**TASK DESCRIPTION**
The required output is every record, written out exactly.

DATASET RECORDS Block Start

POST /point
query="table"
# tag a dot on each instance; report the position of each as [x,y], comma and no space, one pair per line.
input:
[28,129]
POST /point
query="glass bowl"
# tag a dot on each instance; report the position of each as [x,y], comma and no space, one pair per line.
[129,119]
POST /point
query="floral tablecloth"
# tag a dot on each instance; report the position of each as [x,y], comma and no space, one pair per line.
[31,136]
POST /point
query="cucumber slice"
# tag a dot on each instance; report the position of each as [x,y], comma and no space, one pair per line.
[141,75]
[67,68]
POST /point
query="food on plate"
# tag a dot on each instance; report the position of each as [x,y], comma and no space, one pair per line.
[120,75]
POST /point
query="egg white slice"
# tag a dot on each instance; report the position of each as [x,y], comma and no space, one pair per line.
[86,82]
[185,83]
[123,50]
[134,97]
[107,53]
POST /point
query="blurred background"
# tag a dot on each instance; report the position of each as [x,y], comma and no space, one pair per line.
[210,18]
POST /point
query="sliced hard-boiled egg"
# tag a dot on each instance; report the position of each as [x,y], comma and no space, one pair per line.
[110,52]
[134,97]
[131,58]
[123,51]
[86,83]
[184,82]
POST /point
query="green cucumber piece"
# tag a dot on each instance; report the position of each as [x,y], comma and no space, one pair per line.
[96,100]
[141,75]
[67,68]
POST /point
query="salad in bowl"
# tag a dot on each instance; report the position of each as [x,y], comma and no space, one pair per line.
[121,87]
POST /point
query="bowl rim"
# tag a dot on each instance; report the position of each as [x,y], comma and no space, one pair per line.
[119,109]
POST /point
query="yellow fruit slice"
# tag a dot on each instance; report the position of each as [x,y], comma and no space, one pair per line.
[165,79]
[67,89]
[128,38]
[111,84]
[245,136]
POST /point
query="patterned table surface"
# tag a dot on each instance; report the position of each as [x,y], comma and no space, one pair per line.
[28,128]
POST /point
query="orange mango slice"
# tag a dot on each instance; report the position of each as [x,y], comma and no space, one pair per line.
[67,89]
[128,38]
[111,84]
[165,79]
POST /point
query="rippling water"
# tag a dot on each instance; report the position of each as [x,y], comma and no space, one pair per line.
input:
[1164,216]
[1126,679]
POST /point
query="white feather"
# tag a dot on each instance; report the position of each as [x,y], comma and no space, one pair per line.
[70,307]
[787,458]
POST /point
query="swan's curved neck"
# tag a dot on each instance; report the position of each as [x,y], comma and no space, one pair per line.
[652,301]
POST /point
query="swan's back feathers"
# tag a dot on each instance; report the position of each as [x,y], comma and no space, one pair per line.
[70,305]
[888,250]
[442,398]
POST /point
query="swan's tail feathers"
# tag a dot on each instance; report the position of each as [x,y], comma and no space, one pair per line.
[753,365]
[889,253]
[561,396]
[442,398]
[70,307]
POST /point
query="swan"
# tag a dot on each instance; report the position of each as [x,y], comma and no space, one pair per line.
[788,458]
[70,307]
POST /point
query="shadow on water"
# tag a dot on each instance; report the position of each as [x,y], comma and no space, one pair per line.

DATASET RECORDS Block End

**RESULT OF THIS EXERCISE**
POST /point
query="table"
# tag a dot on each instance; report the position of each as [x,y], comma and no space, one pair per line.
input:
[28,129]
POST /point
query="glass bowl"
# tag a dot on each instance; report the position of each as [x,y], comma and no space, one pair per line.
[129,119]
POST /point
query="floral tablecloth"
# tag a dot on each instance; report the position of each as [x,y], comma and no space, one pair per line.
[31,136]
POST /point
query="cucumber slice"
# tag a dot on each instance; report the position of each as [x,y], comma and no space, one pair per line.
[141,75]
[67,68]
POST /point
query="food on plate"
# tag a dot on each instance; report the position of each as [x,y], comma and no space, one pair per line.
[120,75]
POST /point
query="egg white slice"
# tag a dot on each instance; report the position of each as [x,y], comma and no space, one pair per line.
[86,82]
[185,83]
[123,50]
[134,97]
[107,53]
POST /point
query="blurred background"
# tag a dot on each instance; report the position of each as [x,y], comma and no space, one pair per line.
[210,18]
POST /point
query="sliced hard-boiled egg"
# tag a dot on each instance; report the position of each as [x,y], comma and no space, one pair per line.
[110,52]
[134,97]
[131,58]
[123,51]
[86,83]
[184,82]
POST /point
query="green cucumber piece"
# tag a dot on each instance; report the position of each as [x,y], comma and no space, one pair per line.
[96,100]
[141,75]
[67,68]
POST /point
query="salad in bowl"
# tag a dot on each instance; report the position of each as [x,y], comma and no space, one pair per line.
[121,87]
POST /point
query="bowl rim"
# tag a dot on each instance; report the position of each as [x,y], comma and no space, one pair per line.
[119,109]
POST /point
query="yellow fruit slice"
# tag a dot on each instance; report the position of each as [x,y], comma and no space, one pair per line.
[165,79]
[67,89]
[128,38]
[111,84]
[245,136]
POST /point
query="patterned table surface"
# tag a dot on each instance; report the position of each as [x,y], comma and no space, one pair per line.
[28,128]
POST /point
query="orange mango slice"
# tag a dot on each instance; report the position of each as [x,y], comma and no space, one pair per line.
[67,89]
[128,38]
[111,84]
[165,79]
POST /point
query="rippling water"
# tag a dot on each instance; report the position of each as [x,y], comma and no space, one pair per line.
input:
[1164,216]
[1126,679]
POST /point
query="white feather"
# tag a dot on each instance; report the position of each as [x,y], comma and no space, one pair per line.
[70,307]
[787,458]
POST /point
query="swan's curved neck"
# tag a dot on each instance; report the position of each as [x,y], comma and no space, one pair per line.
[652,301]
POST /point
query="swan's back feathers"
# tag a dot on each instance; report the position of each as [x,y], comma and no space, one pair per line.
[70,305]
[888,250]
[442,398]
POST /point
query="swan's tail feathers"
# tag a dot on each instance; report the position of each as [x,y], comma and no space, one pair per line.
[753,365]
[889,253]
[561,396]
[442,398]
[70,307]
POST /point
query="swan"
# tag a dot on each instance; report the position of each as [x,y], comma and no space, one pair per line.
[788,458]
[70,307]
POST /point
query="shadow on water"
# tag a dot on each instance; report the position of each as [x,y], comma and no space, one pair per line.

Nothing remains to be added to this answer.